26 Aralık 2014 09:17

Kimin için mutluluk

Düşen bir çikolatanın kendilerinden daha kıymetli görüldüğünü söylediler. Bir çikolata düştüğünde neden düştüğü sorgulanırken, bir işçinin rahatsız olması, hastalanması gibi durumlar hoş karşılanmıyordu

Paylaş

Berdem Deniz ACAR
Hayrullah Kefoğlu 
Anadolu Lisesi
İstanbul

İşçilerin yanına giderken tüm ülkenin gündemine oturan bir olay olmasının doğal heyecanı vardı üzerimde. Elli gündür direnişte olduklarını düşününce orada büyük bir kalabalık olacağını sanıyordum. Ama gittiğimizde sadece sekiz kişi vardı. Sonraki konuşmalarımızdan da anladım ki sadece sekiz kişilerdi. Bu kadar kişinin grevde ellinci günü aşabilmesi şaşırttı beni doğrusu. Yanlarına slogan atarak gittiğimizde bizi hemen farkettiler. Bizi çok sıcak karşıladılar ve bize yaşadıklarını anlattılar.

Verilen kayıtlar:
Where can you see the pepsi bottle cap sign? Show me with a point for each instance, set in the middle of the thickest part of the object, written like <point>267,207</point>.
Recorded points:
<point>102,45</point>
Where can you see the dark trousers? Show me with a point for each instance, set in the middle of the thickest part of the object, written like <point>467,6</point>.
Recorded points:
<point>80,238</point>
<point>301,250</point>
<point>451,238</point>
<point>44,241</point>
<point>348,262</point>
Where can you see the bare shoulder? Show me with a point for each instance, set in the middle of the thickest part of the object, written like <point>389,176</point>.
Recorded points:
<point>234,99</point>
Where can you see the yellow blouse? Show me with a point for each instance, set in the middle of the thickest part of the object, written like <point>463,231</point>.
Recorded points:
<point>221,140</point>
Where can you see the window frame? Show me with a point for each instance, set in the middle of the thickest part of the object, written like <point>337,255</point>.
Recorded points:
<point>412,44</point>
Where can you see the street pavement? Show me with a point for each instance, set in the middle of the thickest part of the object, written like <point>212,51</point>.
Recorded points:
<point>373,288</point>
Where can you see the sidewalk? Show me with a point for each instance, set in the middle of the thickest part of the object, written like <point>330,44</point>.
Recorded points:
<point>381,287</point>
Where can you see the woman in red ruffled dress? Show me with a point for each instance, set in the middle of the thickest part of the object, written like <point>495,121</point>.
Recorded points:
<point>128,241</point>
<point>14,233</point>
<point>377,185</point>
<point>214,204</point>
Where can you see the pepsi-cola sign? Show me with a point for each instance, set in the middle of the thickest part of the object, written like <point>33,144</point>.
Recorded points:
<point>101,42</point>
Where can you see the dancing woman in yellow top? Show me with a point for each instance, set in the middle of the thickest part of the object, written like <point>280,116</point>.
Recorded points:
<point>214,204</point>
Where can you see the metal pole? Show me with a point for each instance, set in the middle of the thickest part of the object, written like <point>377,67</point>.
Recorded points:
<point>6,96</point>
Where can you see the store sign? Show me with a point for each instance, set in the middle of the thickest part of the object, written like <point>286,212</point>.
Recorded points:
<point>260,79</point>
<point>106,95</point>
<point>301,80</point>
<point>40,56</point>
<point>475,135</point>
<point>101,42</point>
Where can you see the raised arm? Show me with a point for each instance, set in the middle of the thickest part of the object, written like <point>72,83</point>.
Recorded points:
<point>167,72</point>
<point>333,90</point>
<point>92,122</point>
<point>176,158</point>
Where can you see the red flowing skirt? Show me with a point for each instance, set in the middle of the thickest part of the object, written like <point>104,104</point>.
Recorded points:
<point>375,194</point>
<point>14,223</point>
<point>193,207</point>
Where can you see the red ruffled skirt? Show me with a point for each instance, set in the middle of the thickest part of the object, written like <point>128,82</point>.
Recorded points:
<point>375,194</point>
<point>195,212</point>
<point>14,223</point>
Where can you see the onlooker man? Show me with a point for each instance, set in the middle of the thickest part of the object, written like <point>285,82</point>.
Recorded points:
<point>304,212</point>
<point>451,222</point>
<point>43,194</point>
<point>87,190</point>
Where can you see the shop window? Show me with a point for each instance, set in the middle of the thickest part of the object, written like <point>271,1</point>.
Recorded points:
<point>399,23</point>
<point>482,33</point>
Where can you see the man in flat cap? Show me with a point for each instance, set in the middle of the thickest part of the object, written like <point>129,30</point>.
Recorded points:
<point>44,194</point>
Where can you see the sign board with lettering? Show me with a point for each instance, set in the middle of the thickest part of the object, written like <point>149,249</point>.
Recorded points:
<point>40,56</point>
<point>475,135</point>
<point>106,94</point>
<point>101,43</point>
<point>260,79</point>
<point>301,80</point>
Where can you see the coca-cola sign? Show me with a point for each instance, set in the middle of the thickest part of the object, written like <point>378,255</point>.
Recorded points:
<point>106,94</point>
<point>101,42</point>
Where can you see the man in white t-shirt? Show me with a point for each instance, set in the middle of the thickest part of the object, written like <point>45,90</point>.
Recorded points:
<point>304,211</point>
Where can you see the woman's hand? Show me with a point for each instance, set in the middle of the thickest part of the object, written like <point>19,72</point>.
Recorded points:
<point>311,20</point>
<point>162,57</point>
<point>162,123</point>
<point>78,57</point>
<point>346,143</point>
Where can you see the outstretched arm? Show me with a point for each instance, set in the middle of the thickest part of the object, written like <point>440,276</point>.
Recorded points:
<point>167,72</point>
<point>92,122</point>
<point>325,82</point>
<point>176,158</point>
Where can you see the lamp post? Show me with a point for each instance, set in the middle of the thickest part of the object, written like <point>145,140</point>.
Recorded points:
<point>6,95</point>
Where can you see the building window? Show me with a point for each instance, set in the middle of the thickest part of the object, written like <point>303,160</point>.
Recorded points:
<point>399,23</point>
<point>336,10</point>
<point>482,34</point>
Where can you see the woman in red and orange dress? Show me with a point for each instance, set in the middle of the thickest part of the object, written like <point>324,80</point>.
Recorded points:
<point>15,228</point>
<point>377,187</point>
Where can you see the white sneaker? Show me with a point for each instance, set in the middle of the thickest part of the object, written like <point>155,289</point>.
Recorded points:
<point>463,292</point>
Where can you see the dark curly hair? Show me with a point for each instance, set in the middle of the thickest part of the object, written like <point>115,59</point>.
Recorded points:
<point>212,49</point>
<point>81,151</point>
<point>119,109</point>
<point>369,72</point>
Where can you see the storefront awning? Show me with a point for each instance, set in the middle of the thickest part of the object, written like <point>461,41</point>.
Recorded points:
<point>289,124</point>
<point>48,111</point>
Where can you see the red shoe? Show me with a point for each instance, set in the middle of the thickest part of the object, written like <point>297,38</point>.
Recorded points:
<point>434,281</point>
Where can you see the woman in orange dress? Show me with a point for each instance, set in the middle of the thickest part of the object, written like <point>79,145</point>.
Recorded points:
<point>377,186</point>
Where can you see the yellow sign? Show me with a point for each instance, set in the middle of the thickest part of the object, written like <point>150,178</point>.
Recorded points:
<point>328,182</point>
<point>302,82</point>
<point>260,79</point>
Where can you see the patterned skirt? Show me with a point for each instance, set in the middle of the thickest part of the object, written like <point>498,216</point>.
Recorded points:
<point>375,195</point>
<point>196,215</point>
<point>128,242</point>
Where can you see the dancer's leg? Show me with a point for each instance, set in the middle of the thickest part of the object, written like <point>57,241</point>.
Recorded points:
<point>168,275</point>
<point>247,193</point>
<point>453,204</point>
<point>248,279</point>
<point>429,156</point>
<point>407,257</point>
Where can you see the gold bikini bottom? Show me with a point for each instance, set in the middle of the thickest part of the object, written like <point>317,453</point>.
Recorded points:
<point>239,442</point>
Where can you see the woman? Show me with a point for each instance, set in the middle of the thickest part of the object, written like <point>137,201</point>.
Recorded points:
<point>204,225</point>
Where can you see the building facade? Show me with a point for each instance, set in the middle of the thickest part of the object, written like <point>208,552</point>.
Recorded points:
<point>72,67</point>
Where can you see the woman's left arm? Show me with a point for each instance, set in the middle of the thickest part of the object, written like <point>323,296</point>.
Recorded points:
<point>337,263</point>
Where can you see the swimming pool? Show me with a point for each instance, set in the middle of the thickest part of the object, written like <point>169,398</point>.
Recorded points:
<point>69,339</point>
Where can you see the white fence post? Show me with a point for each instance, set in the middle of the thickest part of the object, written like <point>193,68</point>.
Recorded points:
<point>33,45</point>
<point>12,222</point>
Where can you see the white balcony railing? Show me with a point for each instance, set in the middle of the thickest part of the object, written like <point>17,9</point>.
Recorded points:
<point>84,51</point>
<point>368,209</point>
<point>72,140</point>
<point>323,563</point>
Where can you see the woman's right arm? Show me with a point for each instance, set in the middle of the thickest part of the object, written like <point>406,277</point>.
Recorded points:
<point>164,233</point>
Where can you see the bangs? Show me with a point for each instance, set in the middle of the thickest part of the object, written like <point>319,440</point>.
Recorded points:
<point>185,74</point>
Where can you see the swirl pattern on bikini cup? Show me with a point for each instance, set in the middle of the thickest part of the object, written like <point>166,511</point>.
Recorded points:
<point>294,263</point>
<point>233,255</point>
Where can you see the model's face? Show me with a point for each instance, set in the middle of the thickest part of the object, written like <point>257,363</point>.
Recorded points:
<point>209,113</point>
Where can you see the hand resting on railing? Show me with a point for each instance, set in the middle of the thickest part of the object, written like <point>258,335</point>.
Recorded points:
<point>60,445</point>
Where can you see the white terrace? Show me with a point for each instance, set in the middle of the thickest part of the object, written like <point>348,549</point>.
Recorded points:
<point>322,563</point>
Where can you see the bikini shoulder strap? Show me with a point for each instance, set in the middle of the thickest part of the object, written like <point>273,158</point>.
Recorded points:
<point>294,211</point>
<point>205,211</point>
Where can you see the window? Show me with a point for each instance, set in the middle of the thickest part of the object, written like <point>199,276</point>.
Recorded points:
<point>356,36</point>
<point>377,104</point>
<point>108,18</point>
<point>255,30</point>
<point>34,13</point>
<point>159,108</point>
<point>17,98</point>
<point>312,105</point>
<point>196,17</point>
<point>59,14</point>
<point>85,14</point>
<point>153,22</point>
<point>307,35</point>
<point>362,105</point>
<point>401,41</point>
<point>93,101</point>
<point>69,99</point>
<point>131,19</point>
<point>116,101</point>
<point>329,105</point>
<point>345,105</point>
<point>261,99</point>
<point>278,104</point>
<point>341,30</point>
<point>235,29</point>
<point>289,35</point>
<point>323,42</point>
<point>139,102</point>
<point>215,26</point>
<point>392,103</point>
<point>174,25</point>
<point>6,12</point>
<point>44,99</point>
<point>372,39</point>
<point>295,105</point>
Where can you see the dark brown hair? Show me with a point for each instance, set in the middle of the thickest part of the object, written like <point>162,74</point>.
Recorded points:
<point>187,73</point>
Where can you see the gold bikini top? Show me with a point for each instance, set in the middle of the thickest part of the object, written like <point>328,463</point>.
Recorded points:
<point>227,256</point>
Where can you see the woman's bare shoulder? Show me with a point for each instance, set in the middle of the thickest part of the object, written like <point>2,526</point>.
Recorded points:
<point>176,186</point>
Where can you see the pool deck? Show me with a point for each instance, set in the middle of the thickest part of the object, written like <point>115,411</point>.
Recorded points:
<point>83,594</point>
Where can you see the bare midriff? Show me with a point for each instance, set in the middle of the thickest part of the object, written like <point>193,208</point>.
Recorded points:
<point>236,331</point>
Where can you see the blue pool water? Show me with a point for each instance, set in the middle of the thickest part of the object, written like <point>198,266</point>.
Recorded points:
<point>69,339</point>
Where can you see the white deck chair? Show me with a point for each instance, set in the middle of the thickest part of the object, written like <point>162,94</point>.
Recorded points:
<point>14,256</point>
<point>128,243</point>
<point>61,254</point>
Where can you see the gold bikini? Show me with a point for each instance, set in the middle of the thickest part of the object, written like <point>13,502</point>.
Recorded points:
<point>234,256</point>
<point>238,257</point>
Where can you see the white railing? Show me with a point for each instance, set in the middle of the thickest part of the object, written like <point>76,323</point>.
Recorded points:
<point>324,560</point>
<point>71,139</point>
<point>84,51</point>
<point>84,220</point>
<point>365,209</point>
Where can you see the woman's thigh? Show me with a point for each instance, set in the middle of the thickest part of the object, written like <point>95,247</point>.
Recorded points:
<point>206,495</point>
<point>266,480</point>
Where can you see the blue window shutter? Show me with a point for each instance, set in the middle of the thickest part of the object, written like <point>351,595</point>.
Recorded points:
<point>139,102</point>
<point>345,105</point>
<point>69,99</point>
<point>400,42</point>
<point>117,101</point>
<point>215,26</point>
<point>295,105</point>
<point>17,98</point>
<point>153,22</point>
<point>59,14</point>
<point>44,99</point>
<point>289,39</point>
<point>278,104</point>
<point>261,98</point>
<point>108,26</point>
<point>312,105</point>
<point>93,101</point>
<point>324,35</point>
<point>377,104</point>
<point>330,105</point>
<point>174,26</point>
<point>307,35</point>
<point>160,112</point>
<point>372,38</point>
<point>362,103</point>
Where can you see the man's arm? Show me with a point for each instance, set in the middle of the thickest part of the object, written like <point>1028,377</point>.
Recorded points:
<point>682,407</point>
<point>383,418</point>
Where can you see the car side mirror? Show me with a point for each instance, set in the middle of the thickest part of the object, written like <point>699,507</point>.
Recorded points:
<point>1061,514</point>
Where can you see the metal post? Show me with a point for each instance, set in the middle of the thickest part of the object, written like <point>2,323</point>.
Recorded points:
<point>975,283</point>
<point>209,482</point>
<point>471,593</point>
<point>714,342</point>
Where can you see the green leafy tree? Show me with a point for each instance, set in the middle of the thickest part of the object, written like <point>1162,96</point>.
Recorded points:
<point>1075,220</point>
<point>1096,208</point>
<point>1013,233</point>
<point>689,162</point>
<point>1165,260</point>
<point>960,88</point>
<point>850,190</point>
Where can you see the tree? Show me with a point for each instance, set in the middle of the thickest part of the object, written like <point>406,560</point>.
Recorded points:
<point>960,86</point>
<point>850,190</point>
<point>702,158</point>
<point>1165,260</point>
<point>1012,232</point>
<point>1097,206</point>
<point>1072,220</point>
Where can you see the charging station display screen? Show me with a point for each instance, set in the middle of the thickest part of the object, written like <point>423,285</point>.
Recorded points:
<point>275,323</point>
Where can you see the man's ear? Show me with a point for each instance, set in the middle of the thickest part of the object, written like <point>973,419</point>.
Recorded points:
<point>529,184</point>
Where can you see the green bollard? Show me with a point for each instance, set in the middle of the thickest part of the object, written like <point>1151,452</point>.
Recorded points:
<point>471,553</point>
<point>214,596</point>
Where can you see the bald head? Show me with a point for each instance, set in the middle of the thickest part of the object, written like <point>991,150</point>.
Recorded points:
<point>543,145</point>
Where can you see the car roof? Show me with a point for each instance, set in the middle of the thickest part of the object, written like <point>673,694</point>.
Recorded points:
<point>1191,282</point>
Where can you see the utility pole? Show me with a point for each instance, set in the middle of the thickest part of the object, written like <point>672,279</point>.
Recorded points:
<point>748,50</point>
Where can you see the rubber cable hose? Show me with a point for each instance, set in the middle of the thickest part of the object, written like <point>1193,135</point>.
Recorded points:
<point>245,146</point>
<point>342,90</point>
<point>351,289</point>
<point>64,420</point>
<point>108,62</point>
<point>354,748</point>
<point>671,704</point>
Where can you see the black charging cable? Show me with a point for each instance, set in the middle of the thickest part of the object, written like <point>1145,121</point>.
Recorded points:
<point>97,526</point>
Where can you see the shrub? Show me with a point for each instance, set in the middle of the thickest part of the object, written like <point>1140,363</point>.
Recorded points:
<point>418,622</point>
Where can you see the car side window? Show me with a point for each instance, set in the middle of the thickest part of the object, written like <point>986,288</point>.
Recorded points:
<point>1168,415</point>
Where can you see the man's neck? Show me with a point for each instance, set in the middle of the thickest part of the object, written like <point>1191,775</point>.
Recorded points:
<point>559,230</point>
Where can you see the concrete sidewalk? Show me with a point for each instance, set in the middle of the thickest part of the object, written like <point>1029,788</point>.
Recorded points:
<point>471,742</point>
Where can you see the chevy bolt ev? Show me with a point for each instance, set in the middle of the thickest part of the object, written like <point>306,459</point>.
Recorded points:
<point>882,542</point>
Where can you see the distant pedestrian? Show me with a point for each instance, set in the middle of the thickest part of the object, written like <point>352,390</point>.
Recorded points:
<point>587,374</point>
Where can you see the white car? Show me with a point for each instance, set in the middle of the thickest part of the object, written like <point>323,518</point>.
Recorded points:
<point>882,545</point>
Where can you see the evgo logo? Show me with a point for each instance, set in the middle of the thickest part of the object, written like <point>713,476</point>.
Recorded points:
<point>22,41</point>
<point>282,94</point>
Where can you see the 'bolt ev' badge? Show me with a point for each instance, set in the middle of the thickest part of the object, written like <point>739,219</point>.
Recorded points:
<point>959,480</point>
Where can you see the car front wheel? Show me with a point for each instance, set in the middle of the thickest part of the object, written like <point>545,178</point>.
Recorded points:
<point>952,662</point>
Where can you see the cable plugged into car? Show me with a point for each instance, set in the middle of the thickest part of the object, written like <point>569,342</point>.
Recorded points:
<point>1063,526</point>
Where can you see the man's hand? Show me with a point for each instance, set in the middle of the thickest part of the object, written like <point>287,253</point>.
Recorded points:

Kısa görev A: Grevdeki işçileri ziyareti anlatan metni harfi harfine yeniden yazın.
Kısa görev B: Kayıtlarda "Where can you see the distant" ifadesini içeren satırdan "<point>587,374</point>" ifadesini içeren satıra kadar, bu satır da dahil olmak üzere, satırları "pedestrian" yerine "cyclist" koyarak değiştirin. Geri kalan her şeyi olduğu gibi bırakıp yalnızca bu satırları verin.
Metin ile kayıtlar arasında hiçbir bağ yoktur.

Yazılı çözüm A:
26 Aralık 2014 09:17

Kimin için mutluluk

Düşen bir çikolatanın kendilerinden daha kıymetli görüldüğünü söylediler. Bir çikolata düştüğünde neden düştüğü sorgulanırken, bir işçinin rahatsız olması, hastalanması gibi durumlar hoş karşılanmıyordu

Paylaş

Berdem Deniz ACAR
Hayrullah Kefoğlu 
Anadolu Lisesi
İstanbul

İşçilerin yanına giderken tüm ülkenin gündemine oturan bir olay olmasının doğal heyecanı vardı üzerimde. Elli gündür direnişte olduklarını düşününce orada büyük bir kalabalık olacağını sanıyordum. Ama gittiğimizde sadece sekiz kişi vardı. Sonraki konuşmalarımızdan da anladım ki sadece sekiz kişilerdi. Bu kadar kişinin grevde ellinci günü aşabilmesi şaşırttı beni doğrusu. Yanlarına slogan atarak gittiğimizde bizi hemen farkettiler. Bizi çok sıcak karşıladılar ve bize yaşadıklarını anlattılar.

Yazılı çözüm B:
Where can you see the distant cyclist? Show me with a point for each instance, set in the middle of the thickest part of the object, written like <point>352,390</point>.
Recorded points:
<point>587,374</point>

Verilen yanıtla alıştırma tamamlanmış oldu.